▶ [TASK DESCRIPTION]: Copy out all the items below, replacing every "even-odd rule" with "odd-even rule" and leaving everything else unchanged.

▶ [RECORDS SUPPLIED]:
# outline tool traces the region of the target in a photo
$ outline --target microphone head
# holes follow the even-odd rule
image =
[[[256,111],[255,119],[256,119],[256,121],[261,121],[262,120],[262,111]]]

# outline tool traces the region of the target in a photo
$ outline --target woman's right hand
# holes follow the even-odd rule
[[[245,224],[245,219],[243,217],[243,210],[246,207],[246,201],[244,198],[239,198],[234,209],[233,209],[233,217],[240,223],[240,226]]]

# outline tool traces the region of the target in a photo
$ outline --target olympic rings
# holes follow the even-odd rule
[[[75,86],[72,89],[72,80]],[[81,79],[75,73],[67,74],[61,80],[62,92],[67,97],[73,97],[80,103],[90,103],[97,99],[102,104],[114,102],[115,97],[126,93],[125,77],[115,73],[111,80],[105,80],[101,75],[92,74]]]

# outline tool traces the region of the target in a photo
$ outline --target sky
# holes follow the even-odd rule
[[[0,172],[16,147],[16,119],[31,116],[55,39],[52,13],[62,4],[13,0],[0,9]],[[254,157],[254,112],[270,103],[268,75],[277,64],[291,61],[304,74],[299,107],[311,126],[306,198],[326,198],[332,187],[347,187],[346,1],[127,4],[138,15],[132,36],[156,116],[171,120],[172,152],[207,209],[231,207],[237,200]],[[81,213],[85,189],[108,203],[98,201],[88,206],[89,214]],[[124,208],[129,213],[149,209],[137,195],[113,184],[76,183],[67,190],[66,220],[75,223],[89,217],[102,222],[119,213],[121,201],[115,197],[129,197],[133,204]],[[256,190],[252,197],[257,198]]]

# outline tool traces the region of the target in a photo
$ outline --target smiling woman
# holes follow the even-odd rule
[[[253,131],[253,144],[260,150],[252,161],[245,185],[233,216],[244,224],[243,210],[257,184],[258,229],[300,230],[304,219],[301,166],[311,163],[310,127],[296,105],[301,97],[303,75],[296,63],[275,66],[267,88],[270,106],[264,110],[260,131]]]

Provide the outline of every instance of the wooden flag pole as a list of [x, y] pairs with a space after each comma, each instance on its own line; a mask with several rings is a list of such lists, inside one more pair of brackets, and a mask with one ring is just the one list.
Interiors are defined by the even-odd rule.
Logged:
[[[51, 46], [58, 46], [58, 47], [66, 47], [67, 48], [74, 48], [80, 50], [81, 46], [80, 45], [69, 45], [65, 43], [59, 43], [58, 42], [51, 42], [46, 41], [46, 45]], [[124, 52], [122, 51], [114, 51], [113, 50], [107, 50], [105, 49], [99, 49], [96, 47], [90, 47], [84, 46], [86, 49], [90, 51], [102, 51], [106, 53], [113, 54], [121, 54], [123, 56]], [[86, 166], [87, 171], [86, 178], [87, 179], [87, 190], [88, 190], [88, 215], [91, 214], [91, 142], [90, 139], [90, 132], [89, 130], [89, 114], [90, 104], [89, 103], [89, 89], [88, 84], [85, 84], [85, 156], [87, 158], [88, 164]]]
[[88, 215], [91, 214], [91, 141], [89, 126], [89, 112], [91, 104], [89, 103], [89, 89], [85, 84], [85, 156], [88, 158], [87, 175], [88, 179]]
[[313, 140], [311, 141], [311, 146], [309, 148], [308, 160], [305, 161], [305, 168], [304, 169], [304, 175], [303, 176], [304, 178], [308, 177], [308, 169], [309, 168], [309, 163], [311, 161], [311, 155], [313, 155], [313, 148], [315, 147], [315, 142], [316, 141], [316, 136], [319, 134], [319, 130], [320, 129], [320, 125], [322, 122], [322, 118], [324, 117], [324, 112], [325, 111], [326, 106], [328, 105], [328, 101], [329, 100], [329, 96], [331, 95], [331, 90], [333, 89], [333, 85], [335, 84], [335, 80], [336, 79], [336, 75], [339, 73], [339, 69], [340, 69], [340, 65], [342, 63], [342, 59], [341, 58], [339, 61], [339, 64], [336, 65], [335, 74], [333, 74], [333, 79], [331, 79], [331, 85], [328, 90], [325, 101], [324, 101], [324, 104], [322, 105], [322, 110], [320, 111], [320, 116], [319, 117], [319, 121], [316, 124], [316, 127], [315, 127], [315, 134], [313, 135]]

▶ [OUTPUT FOR THIS EXERCISE]:
# outline tool traces the region of the target in a photo
$ outline --target microphone head
# holes follow the odd-even rule
image =
[[[256,111],[255,119],[256,119],[256,121],[261,121],[262,120],[262,111]]]

# outline tool traces the region of the target in a photo
$ outline --target woman's right hand
# holes follow the odd-even rule
[[[245,224],[245,219],[243,217],[243,210],[246,207],[246,201],[244,198],[239,198],[234,209],[233,209],[233,217],[240,223],[240,226]]]

# outline tool traces the region of the target in a photo
$ outline --target olympic rings
# holes follow the odd-even rule
[[[75,86],[72,89],[72,80]],[[81,79],[75,73],[67,74],[61,80],[62,92],[67,97],[73,97],[80,103],[90,103],[97,99],[102,104],[114,102],[115,97],[126,93],[125,77],[115,73],[111,80],[105,80],[101,75],[92,74]]]

# outline tool traces the region of the target in a photo
$ outline --target sky
# holes follow the odd-even rule
[[[0,172],[16,147],[16,119],[31,116],[55,39],[52,13],[62,4],[13,0],[0,9]],[[254,157],[254,112],[270,103],[268,75],[277,64],[291,61],[304,74],[299,107],[311,126],[306,198],[326,198],[332,187],[347,187],[346,1],[127,4],[138,15],[132,36],[156,116],[171,120],[172,152],[207,209],[231,207],[237,200]],[[81,213],[85,189],[108,203],[98,201],[88,206],[89,214]],[[124,208],[129,213],[149,209],[137,195],[113,184],[76,183],[67,190],[66,220],[75,223],[89,217],[102,222],[119,213],[121,201],[115,197],[129,197],[133,204]],[[256,190],[252,197],[257,198]]]

# outline tool traces the region of the target in a photo
$ outline --target smiling woman
# holes follow the odd-even rule
[[[253,131],[253,144],[260,150],[252,161],[245,185],[233,216],[244,224],[243,210],[257,184],[258,229],[300,230],[304,219],[301,166],[311,163],[310,127],[296,105],[301,97],[303,75],[296,63],[275,66],[267,88],[270,106],[264,110],[260,131]]]

Provide the outline of every instance of the wooden flag pole as a list of [x, y] pairs with a space after each comma, each instance on its own line; a mask with several rings is a list of such lists, inside one more pair of brackets, and a mask with one ring is just the one list.
Interiors are defined by the odd-even rule.
Logged:
[[[51, 46], [58, 46], [58, 47], [66, 47], [67, 48], [74, 48], [80, 50], [81, 46], [80, 45], [69, 45], [65, 43], [59, 43], [58, 42], [51, 42], [46, 41], [46, 45]], [[124, 52], [122, 51], [114, 51], [113, 50], [107, 50], [105, 49], [99, 49], [96, 47], [90, 47], [84, 46], [86, 49], [90, 51], [102, 51], [106, 53], [113, 54], [121, 54], [123, 56]], [[86, 166], [87, 171], [86, 178], [87, 179], [87, 190], [88, 190], [88, 215], [91, 214], [91, 142], [90, 139], [90, 132], [89, 130], [89, 114], [90, 104], [89, 103], [89, 89], [88, 84], [85, 84], [85, 156], [87, 158], [88, 164]]]
[[88, 215], [91, 214], [91, 141], [89, 126], [89, 112], [91, 104], [89, 103], [89, 89], [85, 84], [85, 156], [88, 158], [87, 175], [88, 179]]
[[313, 140], [311, 141], [311, 146], [309, 148], [308, 160], [305, 161], [305, 168], [304, 169], [304, 175], [303, 176], [304, 178], [308, 177], [308, 169], [309, 168], [309, 163], [311, 161], [311, 155], [313, 155], [313, 148], [315, 147], [315, 142], [316, 141], [316, 136], [319, 134], [319, 130], [320, 129], [320, 125], [322, 122], [322, 118], [324, 117], [324, 112], [325, 111], [326, 106], [328, 105], [328, 101], [329, 100], [329, 96], [331, 95], [331, 90], [333, 89], [333, 85], [335, 84], [335, 80], [336, 79], [336, 75], [339, 73], [339, 69], [340, 69], [340, 65], [342, 63], [342, 59], [341, 58], [339, 61], [339, 64], [336, 65], [335, 74], [333, 74], [333, 79], [331, 79], [331, 85], [328, 90], [325, 101], [324, 101], [324, 104], [322, 105], [322, 110], [320, 111], [320, 116], [319, 117], [319, 121], [316, 124], [316, 127], [315, 127], [315, 134], [313, 135]]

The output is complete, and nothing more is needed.